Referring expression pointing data
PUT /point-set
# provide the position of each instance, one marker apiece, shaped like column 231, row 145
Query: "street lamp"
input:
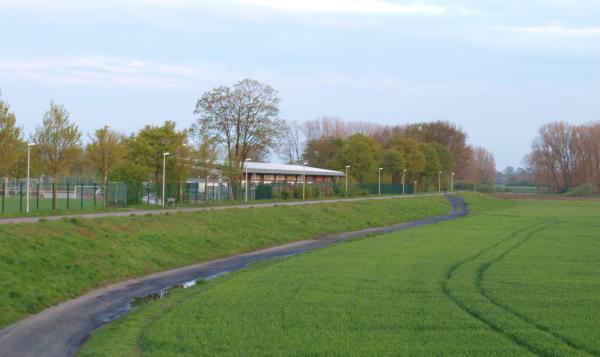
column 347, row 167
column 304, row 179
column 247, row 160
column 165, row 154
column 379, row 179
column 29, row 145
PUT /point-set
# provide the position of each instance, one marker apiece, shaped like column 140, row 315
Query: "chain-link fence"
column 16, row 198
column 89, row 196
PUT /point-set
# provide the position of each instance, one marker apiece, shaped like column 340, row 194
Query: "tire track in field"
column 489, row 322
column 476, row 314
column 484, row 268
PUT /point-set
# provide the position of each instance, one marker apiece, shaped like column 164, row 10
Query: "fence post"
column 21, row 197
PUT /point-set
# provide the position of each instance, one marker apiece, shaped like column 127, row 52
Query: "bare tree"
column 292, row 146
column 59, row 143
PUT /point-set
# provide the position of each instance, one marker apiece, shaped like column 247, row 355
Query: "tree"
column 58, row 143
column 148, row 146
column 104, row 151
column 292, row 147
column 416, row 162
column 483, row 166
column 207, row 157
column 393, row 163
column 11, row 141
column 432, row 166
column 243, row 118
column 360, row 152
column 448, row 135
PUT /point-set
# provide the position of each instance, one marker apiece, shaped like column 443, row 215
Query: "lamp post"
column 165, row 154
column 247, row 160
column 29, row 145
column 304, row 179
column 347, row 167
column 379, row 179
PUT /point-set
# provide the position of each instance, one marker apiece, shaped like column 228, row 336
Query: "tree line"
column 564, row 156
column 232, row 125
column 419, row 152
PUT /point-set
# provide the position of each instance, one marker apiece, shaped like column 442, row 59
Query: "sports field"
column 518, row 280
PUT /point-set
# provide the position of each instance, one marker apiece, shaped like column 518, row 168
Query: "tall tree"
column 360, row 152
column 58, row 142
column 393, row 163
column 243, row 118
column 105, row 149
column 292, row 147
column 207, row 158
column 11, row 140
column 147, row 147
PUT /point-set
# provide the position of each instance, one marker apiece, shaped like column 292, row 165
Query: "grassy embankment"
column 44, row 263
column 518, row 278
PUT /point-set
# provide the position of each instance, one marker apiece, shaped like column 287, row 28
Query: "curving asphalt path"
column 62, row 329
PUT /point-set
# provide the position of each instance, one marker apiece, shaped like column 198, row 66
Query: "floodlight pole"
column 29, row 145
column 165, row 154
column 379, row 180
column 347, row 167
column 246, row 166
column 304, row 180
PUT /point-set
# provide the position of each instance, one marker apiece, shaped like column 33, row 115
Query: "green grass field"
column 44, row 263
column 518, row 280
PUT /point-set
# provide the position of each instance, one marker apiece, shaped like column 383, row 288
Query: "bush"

- _Exercise brief_
Your copy should hold every record word for word and none of the pictures.

- _Response for this exercise_
PUT /point-set
# provide the position of each instance, one marker apiece, shaped like column 231, row 145
Query: "street lamp"
input:
column 347, row 167
column 304, row 179
column 247, row 160
column 165, row 154
column 379, row 179
column 29, row 145
PUT /point-set
# provide the position of each instance, one marker apiece, shaped like column 140, row 315
Query: "chain-link fence"
column 16, row 198
column 89, row 196
PUT /point-set
# provide the position of each instance, one marker apiece, shaped like column 340, row 194
Query: "tire track in field"
column 489, row 322
column 476, row 314
column 484, row 268
PUT /point-set
# provide the position of each instance, one marker apiece, shaped like column 164, row 10
Query: "fence post"
column 21, row 197
PUT /point-set
# provide the position of each instance, one marker apiece, shaped like column 127, row 52
Query: "bare tree"
column 292, row 146
column 59, row 143
PUT /point-set
# provide the position of each instance, one marker apiece, shaped like column 247, row 355
Query: "tree"
column 58, row 143
column 148, row 146
column 104, row 151
column 292, row 147
column 416, row 162
column 483, row 166
column 207, row 157
column 393, row 163
column 11, row 141
column 432, row 166
column 243, row 118
column 360, row 152
column 448, row 135
PUT /point-set
# provide the position of each instance, one marker apiece, shaped like column 443, row 215
Query: "lamp post"
column 165, row 154
column 247, row 160
column 29, row 145
column 304, row 179
column 347, row 167
column 379, row 179
PUT /point-set
# provide the position of each instance, one marker apiece, shaped like column 228, row 336
Query: "tree line"
column 564, row 156
column 232, row 125
column 419, row 152
PUT /point-set
# provide the position of each instance, one marker apiece, shaped like column 442, row 59
Query: "sports field"
column 518, row 280
PUT /point-set
# provide the position of each instance, one marker apiece, shaped like column 518, row 168
Query: "tall tree"
column 360, row 152
column 58, row 142
column 393, row 163
column 243, row 118
column 105, row 149
column 292, row 147
column 207, row 158
column 11, row 140
column 147, row 147
PUT /point-set
# provide the position of each instance, one marker apiece, shaped like column 292, row 165
Query: "grassy embankment"
column 44, row 263
column 518, row 278
PUT /point-set
# provide the position of each instance, one marker apiece, shaped like column 287, row 28
Query: "curving asphalt path"
column 62, row 329
PUT /point-set
# provide the position of each instance, one marker apiece, shaped like column 198, row 66
Query: "floodlight pole"
column 29, row 145
column 165, row 154
column 379, row 180
column 347, row 167
column 246, row 166
column 304, row 180
PUT /point-set
# provide the position of each instance, one marker apiece, shaped like column 33, row 115
Query: "green grass field"
column 44, row 263
column 518, row 280
PUT /point-set
# provide the position of each instance, one marker apiece, shaped like column 383, row 288
Query: "bush"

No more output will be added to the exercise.